- _Given exercise A_: According to the investment write-up on GlobalSCAPE, what share of the managed file transfer market does IBM hold?

- _Passage_:
- - - -
Shares Outstanding: 21.2M

Options Outstanding: 2.0M @ $2.12 average strike

Market Cap: $72.1M

Cash: $5.1M (net of $15.2M of deferred revenue)

Debt: $0

Enterprise Value: $67.0M

 

Overview

In our hyperconnected world, the need for data security is integral for the protection of people and organizations.  This has been exemplified as recently as last Friday’s hacks of major websites.  We believe GlobalSCAPE offers a way to invest in the continued importance of data protection through a company that is cash generative, well capitalized, and trades at a compelling valuation.

 

As a standalone company, we think GSB is worth 70-100% over current prices within three years under a conservative set of assumptions.  There are also several large strategic buyers who would pay a greater premium to acquire GSB’s industry-leading product set and strip out the public company costs. Andreas posted this idea nearly three years ago, and directionally he telegraphed many of the trends in the business.  We urge readers to review his write-up and the evolution of the business since then, but we will also fill in the gaps.  Since Andreas wrote up GSB at $2.40, the following has changed:

 

-        LTM revenues have grown 30% to $31.8M

-        Cash balance has grown from $11.4M to $20.3M

-        GSB is on its third CEO in as many years – Craig Robinson died in September 2013 after six months on the job and his replacement, James Bindseil, was succeeded by Matt Goulet in May of this year without much explanation

-        The company instituted a small dividend and currently has a yield of 1.8%

-        There is a heightened awareness of data security from high visibility breaches (DNC, NSA, podesta, powell, Target etc)

-        They have recently re-focused on their core managed file transfer (MFT) business

 

At an enterprise value of $67M, coupled with significant cash generation and a growing end market, this investment offers slightly less upside that when originally posted, but with substantially less risk and greater visibility.

The Business and Industry

At the core of GlobalSCAPE’s business is Managed File Transfer (MFT), which involves moving data from point A to point B in a highly secure and largely automated fashion.  An example of this would be PayPal uploading its ACH transfer files to its partner banks, and the bank then sending back the resulting files.  We use this example because PayPal is an actual customer, along with other high profiles organizations such as JP Morgan, Getty Images and the US Army.  We like that GSB continually grows its impressive customer base while retaining its current clients at a 90%+ rate.

 

MFT is a $1B market, with IBM serving as the leader with a 35% market share that they have bought through acquisition.  GSB is the only pure play public company in the space and has a 3% market share.  GSB is able to compete with the likes of IBM because they (1) have the best feature set with the most functionality and (2) have the most flexible offering that allows for hybrid cloud/on premise solution.
- - - -
- _Given exercise B_: Format the lines of the entries below as a JSON list of strings, one string per line, leaving out blank lines. Begin at the first line of the entries and stop after the line that contains "column 40, row 520".
- - - -
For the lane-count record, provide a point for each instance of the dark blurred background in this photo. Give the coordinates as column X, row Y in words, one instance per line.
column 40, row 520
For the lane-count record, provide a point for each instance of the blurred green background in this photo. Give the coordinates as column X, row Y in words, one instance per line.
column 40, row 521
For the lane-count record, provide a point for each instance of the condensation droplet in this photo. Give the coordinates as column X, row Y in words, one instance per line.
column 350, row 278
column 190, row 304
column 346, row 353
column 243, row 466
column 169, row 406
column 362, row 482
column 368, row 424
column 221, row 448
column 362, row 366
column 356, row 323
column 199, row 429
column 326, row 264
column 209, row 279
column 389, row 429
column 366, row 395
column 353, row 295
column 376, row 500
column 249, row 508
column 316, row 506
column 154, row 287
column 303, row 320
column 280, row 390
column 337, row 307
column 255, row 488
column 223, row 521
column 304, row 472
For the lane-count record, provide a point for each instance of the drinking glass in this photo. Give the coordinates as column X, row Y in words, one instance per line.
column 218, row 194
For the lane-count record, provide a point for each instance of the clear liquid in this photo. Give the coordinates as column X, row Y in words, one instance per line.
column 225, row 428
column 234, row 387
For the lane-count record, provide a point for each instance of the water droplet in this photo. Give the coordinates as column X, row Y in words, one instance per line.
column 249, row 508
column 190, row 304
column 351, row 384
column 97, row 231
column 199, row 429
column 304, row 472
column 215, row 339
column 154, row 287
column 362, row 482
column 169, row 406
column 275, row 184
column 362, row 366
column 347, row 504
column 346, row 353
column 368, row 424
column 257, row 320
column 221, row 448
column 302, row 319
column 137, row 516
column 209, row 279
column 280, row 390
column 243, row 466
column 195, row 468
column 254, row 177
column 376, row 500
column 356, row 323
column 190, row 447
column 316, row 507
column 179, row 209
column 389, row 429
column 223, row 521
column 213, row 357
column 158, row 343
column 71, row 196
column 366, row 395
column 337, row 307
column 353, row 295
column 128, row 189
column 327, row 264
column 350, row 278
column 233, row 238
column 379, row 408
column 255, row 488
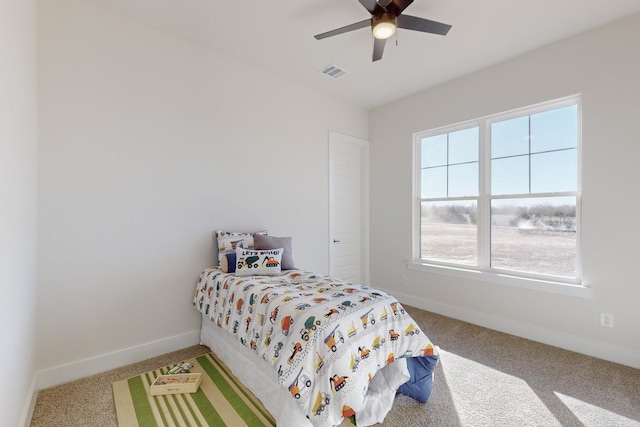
- - - -
- _Task response A_: 35%

- _Task response B_:
[
  "For the lane-count record, provide a point for each instance of the dark blurred background in this photo. Give the coordinates as column X, row Y in words, one instance per line.",
  "column 40, row 520"
]